### PAGE

Last week we considered the application of solicitor/client privilege to a deceased testator and their testamentary intentions. A further consideration in examining the passing of solicitor/client privilege upon death is whether the individual claiming privilege is a trustee, executor, or a beneficiary.
Trustees, executors, and beneficiaries are generally regarded as having a community of interest, which may entitle them to solicitor/client privilege. Under the common law, there is not a need to protect communications between solicitors and clients from disclosure to persons who are claiming under the estate where the executor (or trustee) and beneficiary have a joint interest in the advice. The common interest/joint interest provision applies so that no privilege will attach to communications between a solicitor and client against a person who has a joint interest with the client in the subject matter of the communication. There can be no privilege asserted against beneficiaries of a trust over communications between a trustee and a trustee’s solicitors regarding the business and affairs of the trust.
Re Ballard Estate, (1994), 20 OR (3d) 189 (Ont. Gen. Div.), held that documents will be said to belong to a beneficiary because the solicitor was engaged and giving advice in regard to the administration of the estate and for the benefit of all beneficiaries who take or may take under the will or trust.
Pursuant to paragraph 16 of Chang v Lai Estate, 2014 BCSC 128, “it is well established that a beneficiary has a proprietary interest in and a right to production of any document relating to advice sought and obtained by an executrix or trustee in connection with the administration of an estate. The executrix cannot claim solicitor/client privilege over such documents because they have a commonality of interest with the beneficiaries in the administration of the estate.” As such, the advice taken by a trustee or an executor is for the benefit of all beneficiaries of the will, establishing a joint interest between the executrix and beneficiaries.

######
### DATA LISTING

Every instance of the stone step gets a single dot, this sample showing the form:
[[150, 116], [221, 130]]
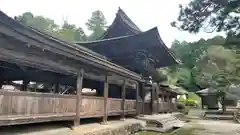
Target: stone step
[[219, 117]]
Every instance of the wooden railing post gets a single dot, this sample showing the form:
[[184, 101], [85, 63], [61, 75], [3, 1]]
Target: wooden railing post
[[137, 99], [25, 83], [105, 115], [123, 99], [157, 94], [152, 100], [143, 100], [79, 96]]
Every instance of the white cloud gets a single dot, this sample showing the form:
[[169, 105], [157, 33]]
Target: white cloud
[[146, 14]]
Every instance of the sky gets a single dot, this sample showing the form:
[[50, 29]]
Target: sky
[[145, 13]]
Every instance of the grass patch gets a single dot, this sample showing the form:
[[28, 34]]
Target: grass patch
[[179, 132]]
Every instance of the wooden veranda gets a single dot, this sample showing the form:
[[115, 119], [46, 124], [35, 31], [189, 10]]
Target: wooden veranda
[[29, 55]]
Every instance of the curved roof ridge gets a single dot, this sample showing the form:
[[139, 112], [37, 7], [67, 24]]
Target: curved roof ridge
[[127, 20], [123, 20]]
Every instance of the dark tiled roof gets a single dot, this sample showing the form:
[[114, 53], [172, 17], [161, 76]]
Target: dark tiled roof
[[64, 47]]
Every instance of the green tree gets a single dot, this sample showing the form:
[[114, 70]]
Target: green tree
[[71, 33], [38, 22], [97, 25], [215, 15]]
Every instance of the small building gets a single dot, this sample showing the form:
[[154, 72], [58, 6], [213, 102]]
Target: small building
[[140, 51]]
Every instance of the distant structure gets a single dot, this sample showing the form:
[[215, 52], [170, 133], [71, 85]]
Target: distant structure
[[117, 70], [125, 44]]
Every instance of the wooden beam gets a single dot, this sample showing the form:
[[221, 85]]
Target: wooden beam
[[79, 97], [105, 115], [157, 95], [123, 99], [152, 99], [24, 85], [143, 96]]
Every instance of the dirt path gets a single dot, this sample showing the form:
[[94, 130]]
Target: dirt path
[[211, 127]]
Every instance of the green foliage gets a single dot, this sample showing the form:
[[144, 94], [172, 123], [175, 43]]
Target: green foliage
[[69, 32], [97, 24], [215, 15], [38, 22], [205, 63]]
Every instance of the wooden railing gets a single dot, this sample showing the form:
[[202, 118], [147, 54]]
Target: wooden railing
[[114, 105], [91, 106], [29, 106], [31, 103], [130, 105]]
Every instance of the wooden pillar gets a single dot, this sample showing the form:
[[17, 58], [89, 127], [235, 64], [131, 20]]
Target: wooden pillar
[[24, 85], [152, 99], [137, 98], [79, 96], [157, 95], [105, 115], [123, 99]]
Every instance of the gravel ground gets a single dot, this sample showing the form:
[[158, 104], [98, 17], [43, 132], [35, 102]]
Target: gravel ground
[[211, 127]]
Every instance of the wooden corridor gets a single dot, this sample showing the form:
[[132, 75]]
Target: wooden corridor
[[30, 107]]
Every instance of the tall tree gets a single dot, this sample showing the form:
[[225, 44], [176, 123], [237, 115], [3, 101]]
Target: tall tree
[[216, 15], [97, 24], [38, 22]]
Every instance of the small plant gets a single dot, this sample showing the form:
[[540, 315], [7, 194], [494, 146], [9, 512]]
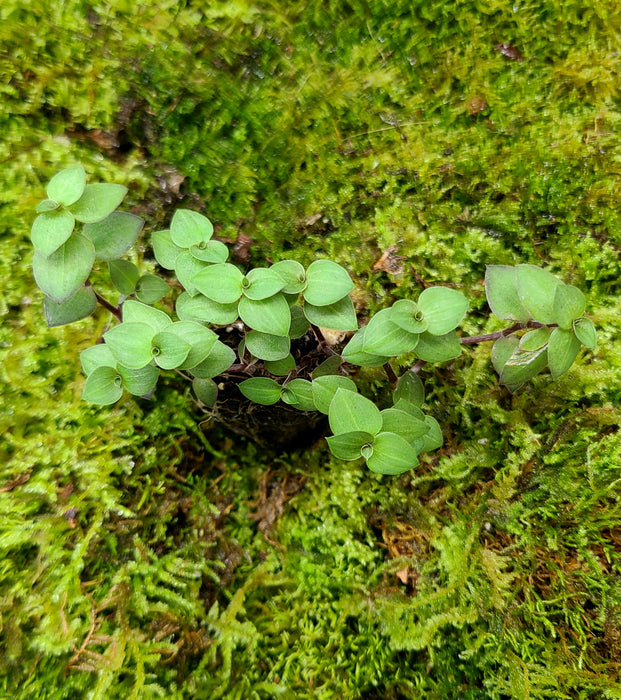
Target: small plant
[[273, 308]]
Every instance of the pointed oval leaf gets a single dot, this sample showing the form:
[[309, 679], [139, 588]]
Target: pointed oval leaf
[[206, 391], [114, 235], [124, 275], [324, 387], [97, 202], [139, 382], [270, 315], [218, 361], [502, 293], [438, 348], [261, 390], [199, 308], [569, 304], [563, 349], [68, 185], [410, 388], [210, 251], [50, 230], [383, 337], [78, 306], [340, 316], [61, 274], [164, 249], [299, 394], [443, 309], [585, 331], [220, 282], [348, 446], [392, 455], [351, 412], [136, 312], [266, 346], [293, 275], [406, 314], [151, 288], [261, 283], [354, 353], [537, 289], [189, 228], [103, 386], [130, 344], [326, 283], [169, 350]]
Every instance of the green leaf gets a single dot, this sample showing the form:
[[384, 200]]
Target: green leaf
[[266, 346], [114, 235], [261, 390], [569, 304], [68, 185], [62, 273], [103, 386], [502, 350], [186, 269], [200, 339], [124, 275], [97, 201], [199, 308], [210, 251], [206, 391], [404, 424], [537, 289], [139, 382], [522, 366], [280, 368], [325, 387], [136, 312], [50, 230], [438, 348], [78, 306], [299, 393], [410, 388], [340, 316], [169, 350], [348, 446], [189, 228], [442, 308], [267, 315], [292, 274], [164, 249], [130, 344], [585, 332], [502, 293], [406, 314], [392, 454], [433, 439], [151, 289], [326, 283], [96, 356], [218, 361], [563, 349], [221, 282], [261, 283], [383, 337], [351, 412], [535, 339], [354, 354], [299, 323]]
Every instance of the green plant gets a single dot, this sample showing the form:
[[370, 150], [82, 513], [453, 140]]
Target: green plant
[[273, 306]]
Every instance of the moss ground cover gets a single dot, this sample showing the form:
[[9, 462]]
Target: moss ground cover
[[144, 554]]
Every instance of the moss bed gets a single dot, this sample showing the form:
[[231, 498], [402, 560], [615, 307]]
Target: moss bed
[[145, 553]]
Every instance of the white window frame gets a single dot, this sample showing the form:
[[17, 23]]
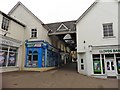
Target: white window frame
[[5, 23], [8, 52], [109, 30], [82, 63]]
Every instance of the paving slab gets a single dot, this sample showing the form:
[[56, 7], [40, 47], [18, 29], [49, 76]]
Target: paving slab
[[65, 77]]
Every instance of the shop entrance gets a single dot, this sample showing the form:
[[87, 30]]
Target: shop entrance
[[110, 63], [32, 57]]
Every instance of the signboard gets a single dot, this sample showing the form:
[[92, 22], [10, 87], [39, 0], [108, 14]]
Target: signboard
[[110, 51], [97, 66]]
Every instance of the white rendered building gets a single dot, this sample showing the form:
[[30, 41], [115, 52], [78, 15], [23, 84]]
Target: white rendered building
[[98, 49]]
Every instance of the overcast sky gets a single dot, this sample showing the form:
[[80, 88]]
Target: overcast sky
[[50, 11]]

######

* [PROBLEM DESCRIPTION]: Retype the entire text on solicitor/client privilege after death word for word.

* [EXERCISE RESPONSE]:
Last week we considered the application of solicitor/client privilege to a deceased testator and their testamentary intentions. A further consideration in examining the passing of solicitor/client privilege upon death is whether the individual claiming privilege is a trustee, executor, or a beneficiary.
Trustees, executors, and beneficiaries are generally regarded as having a community of interest, which may entitle them to solicitor/client privilege. Under the common law, there is not a need to protect communications between solicitors and clients from disclosure to persons who are claiming under the estate where the executor (or trustee) and beneficiary have a joint interest in the advice. The common interest/joint interest provision applies so that no privilege will attach to communications between a solicitor and client against a person who has a joint interest with the client in the subject matter of the communication. There can be no privilege asserted against beneficiaries of a trust over communications between a trustee and a trustee’s solicitors regarding the business and affairs of the trust.
Re Ballard Estate, (1994), 20 OR (3d) 189 (Ont. Gen. Div.), held that documents will be said to belong to a beneficiary because the solicitor was engaged and giving advice in regard to the administration of the estate and for the benefit of all beneficiaries who take or may take under the will or trust.
Pursuant to paragraph 16 of Chang v Lai Estate, 2014 BCSC 128, “it is well established that a beneficiary has a proprietary interest in and a right to production of any document relating to advice sought and obtained by an executrix or trustee in connection with the administration of an estate. The executrix cannot claim solicitor/client privilege over such documents because they have a commonality of interest with the beneficiaries in the administration of the estate.” As such, the advice taken by a trustee or an executor is for the benefit of all beneficiaries of the will, establishing a joint interest between the executrix and beneficiaries.